- **What to produce**: Reproduce the stretch of the cane toad text from "The southern toad is" through "a failed experiment.", word for word.

Start of Text block

Cane toads on Sanibel, Captiva
It is that time of year again when it is slowly starting to warm up and any out-of-season rainstorms can trigger amphibian breeding. On Sanibel, this is limited to frogs and toads as we do not have any salamander species on the island. Besides the southern leopard frog (Lithobates sphenocephalus) which is our sole true winter breeder, the southern toad (Anaxyrus terrrestris) and the giant toad aka cane toad (Rhinella marina) are the usual suspects for late winter/early spring breeding, especially after a heavy rain.
The southern toad is native and too often confused for the invasive exotic giant toad – the cane toad – in our area. Giant toads go by several local names, depending on where you are located. In Florida, the most common names are cane toad, faux toad, or Bufo toad. Outside Florida, many people call them marine toads. The local name “Bufo toad” comes from the former scientific name (Bufo marinus). In 2008, the cane toad was split off into a new group of South American beaked toads (Rhinella). The current name is Rhinella marina. They are native to extreme south Texas to South America. They were introduced in many countries around the world in an attempt to control insects in sugarcane fields, a failed experiment.

End of Text block
Start of Material provided

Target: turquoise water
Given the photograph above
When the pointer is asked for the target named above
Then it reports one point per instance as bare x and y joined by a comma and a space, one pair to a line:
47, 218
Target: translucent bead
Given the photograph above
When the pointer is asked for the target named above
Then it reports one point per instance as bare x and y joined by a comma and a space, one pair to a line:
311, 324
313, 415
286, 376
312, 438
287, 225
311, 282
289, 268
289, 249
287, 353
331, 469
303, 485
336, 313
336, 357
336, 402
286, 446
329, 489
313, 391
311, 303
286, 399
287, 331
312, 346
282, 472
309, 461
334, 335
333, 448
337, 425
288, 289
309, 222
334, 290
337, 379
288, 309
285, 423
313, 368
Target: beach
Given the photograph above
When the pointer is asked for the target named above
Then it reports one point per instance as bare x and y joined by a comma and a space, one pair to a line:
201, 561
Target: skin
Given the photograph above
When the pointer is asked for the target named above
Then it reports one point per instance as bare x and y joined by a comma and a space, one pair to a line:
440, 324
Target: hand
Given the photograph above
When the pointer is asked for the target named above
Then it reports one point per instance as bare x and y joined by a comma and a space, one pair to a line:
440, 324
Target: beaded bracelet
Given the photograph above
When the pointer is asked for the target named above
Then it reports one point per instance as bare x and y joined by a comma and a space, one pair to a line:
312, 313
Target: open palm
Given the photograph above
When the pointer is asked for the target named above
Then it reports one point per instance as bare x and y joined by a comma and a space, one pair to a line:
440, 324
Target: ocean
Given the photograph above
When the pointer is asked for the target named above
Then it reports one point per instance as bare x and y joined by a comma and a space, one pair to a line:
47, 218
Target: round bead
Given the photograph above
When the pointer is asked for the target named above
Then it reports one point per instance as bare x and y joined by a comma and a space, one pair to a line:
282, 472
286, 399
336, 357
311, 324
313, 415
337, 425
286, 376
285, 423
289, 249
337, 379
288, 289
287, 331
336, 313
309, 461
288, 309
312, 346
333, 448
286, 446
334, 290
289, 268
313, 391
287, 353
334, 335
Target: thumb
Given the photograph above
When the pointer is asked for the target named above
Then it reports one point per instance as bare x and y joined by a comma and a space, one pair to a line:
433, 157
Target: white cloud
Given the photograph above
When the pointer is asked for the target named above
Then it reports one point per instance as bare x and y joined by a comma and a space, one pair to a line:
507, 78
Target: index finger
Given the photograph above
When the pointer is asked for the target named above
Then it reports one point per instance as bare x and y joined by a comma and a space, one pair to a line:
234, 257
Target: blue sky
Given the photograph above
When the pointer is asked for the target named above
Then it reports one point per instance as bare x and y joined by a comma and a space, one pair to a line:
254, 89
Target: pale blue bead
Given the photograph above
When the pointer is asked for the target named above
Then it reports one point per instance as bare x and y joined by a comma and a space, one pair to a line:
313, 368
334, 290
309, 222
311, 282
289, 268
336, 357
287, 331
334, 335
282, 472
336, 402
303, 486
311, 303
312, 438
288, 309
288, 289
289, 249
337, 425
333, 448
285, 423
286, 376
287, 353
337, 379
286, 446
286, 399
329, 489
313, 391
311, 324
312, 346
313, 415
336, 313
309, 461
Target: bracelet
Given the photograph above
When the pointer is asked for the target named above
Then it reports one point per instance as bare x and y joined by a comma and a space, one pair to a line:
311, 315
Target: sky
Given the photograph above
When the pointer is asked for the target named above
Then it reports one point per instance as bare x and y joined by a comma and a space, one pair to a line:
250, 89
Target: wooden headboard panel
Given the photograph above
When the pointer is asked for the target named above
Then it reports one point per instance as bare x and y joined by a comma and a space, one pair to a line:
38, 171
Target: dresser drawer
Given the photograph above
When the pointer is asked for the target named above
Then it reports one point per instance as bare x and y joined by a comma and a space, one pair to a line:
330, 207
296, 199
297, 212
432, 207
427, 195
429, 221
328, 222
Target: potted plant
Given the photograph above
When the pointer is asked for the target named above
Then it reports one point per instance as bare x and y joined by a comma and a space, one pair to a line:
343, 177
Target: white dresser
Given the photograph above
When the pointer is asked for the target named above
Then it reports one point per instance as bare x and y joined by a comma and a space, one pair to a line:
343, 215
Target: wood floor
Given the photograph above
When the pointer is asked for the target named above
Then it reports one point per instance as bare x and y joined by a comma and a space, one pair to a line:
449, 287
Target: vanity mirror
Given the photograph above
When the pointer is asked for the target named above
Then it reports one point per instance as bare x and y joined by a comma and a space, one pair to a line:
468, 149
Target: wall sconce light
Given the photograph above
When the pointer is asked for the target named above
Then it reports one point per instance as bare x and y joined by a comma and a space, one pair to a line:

End of Material provided

- **Finished exercise**:
The southern toad is native and too often confused for the invasive exotic giant toad – the cane toad – in our area. Giant toads go by several local names, depending on where you are located. In Florida, the most common names are cane toad, faux toad, or Bufo toad. Outside Florida, many people call them marine toads. The local name “Bufo toad” comes from the former scientific name (Bufo marinus). In 2008, the cane toad was split off into a new group of South American beaked toads (Rhinella). The current name is Rhinella marina. They are native to extreme south Texas to South America. They were introduced in many countries around the world in an attempt to control insects in sugarcane fields, a failed experiment.